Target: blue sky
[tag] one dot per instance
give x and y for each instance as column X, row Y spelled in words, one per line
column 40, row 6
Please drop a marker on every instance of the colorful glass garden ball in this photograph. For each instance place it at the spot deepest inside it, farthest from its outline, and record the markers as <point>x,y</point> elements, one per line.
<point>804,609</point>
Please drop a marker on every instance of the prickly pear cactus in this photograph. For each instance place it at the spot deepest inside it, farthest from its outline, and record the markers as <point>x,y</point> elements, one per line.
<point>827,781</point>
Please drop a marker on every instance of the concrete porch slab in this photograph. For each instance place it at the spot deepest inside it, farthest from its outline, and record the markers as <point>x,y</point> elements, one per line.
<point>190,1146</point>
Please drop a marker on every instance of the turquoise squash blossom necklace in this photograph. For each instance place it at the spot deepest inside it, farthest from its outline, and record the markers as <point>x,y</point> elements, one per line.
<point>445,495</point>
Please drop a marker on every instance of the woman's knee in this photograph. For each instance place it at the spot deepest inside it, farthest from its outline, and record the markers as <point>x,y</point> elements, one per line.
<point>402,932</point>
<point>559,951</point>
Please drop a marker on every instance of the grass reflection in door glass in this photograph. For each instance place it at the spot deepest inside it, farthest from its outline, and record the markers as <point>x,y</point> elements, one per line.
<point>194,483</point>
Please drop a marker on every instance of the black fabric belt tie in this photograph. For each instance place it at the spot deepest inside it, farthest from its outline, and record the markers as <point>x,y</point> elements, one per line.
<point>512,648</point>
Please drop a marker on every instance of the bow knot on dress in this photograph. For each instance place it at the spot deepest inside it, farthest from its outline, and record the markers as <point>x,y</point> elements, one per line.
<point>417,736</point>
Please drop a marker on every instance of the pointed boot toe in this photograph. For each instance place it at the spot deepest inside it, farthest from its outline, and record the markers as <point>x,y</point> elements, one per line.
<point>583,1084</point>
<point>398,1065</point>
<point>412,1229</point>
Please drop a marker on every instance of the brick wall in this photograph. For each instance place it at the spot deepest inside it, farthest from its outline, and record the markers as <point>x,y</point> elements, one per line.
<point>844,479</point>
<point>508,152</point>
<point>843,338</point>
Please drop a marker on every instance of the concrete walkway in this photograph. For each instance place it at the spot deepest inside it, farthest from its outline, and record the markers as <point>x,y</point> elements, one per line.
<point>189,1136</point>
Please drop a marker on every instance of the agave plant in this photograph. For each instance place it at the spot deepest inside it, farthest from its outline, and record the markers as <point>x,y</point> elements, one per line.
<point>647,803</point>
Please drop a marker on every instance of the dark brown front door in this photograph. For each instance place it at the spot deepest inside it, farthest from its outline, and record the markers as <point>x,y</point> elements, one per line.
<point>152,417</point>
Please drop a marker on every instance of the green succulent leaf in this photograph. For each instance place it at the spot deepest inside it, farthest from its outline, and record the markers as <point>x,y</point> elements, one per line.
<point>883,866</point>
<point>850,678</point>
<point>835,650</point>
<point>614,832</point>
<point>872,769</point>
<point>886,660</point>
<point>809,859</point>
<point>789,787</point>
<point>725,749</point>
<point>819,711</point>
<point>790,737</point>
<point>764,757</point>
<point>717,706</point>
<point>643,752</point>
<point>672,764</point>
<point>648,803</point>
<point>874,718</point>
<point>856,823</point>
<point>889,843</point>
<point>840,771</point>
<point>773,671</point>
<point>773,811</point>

.....

# Set problem:
Please arrange all the entries above as a numbered list, one line per item, with blank lines left out.

# Full answer:
1. Target: blue sky
2. [tag] one dot per instance
3. give x and y for each instance as column X, row Y spelled in words, one per line
4. column 40, row 6
5. Please drop a marker on every instance of the colorful glass garden ball in this photograph. For each instance place it at the spot deepest inside it, farthest from its outline, and record the markers as <point>x,y</point> elements, one per line.
6. <point>804,609</point>
7. Please drop a marker on every instance of the prickly pear cactus in this photograph. For each instance place it at the spot deepest inside it, farthest from its outline, and record the markers as <point>x,y</point> elements, one per line.
8. <point>827,781</point>
9. Please drop a marker on every instance of the concrete porch slab in this photograph. For each instance place it at the spot deepest inside it, farthest from its outline, and record the markers as <point>x,y</point> elements, one per line.
10. <point>190,1146</point>
11. Please drop a marker on every instance of the turquoise squash blossom necklace in this photograph. For each instance place it at the spot deepest inside it, farthest from its outline, and record the markers as <point>x,y</point> elements, one per line.
12. <point>445,495</point>
13. Please drop a marker on every instance of the woman's knee in this photograph. For each instance place it at the spot deepest inside it, farthest from its outline, and record the markers as <point>x,y</point> elements, one per line.
14. <point>402,932</point>
15. <point>559,951</point>
16. Please drop a marker on every instance of the grass reflection in door glass in this photograph. For each instance place it at the spot deepest inside it, farthest from its outline, and record the markers as <point>x,y</point> elements, one per line.
17. <point>194,483</point>
18. Please drop a marker on every instance of the black fabric belt tie in this photograph. For each instance place it at the spot deepest inside it, farthest from its outline, and record the markers as <point>x,y</point> elements, one per line.
19. <point>512,648</point>
20. Please drop a marker on every instance of the bow knot on dress in this photograph. For each instance place it at the spot deepest inside it, farthest from its outline, and record the markers as <point>x,y</point> elements, one per line.
21. <point>417,736</point>
22. Please drop a marker on every instance of the pointed boot toe in this photograph. For each instance place it at the spot deepest inside it, farthest from its outline, and record the markers as <point>x,y</point> elements, one per line.
23. <point>583,1084</point>
24. <point>398,1065</point>
25. <point>412,1229</point>
26. Please drop a marker on every instance of the brick wall in this photograph. For each instance place it at the spot deepest inside it, farthest from its outline, and record the markers as <point>x,y</point> elements, one per line.
27. <point>844,479</point>
28. <point>508,152</point>
29. <point>843,338</point>
30. Please drop a marker on every instance of the concrete walkway in this photograph. For each instance place it at the spot deepest inside it, farthest from its outline, and record the markers as <point>x,y</point> elements, one per line.
31. <point>189,1136</point>
32. Please drop a marker on every instance of the agave plant in this photograph. For each instance place it at the spot deepest inside it, farthest from its outline, and record the markers as <point>x,y</point> elements, one per line.
33. <point>647,803</point>
34. Please drop a marker on every instance of the dark brown front door in this photograph. For each instance place it at the spot deepest inside it, farthest from its outline, and record the markers as <point>x,y</point> elements, one per line.
35. <point>152,417</point>
36. Please drop a marker on every instance of the green succulent leaf in this photograph. For each instance place it at the spot deepest inside it, farthest from its outline, and record the markers as <point>x,y</point> elements, one per line.
37. <point>883,866</point>
38. <point>850,678</point>
39. <point>835,650</point>
40. <point>614,832</point>
41. <point>872,769</point>
42. <point>886,660</point>
43. <point>809,859</point>
44. <point>789,787</point>
45. <point>725,749</point>
46. <point>819,711</point>
47. <point>790,737</point>
48. <point>764,757</point>
49. <point>717,706</point>
50. <point>643,752</point>
51. <point>672,764</point>
52. <point>648,803</point>
53. <point>874,718</point>
54. <point>856,823</point>
55. <point>889,843</point>
56. <point>840,771</point>
57. <point>773,671</point>
58. <point>773,811</point>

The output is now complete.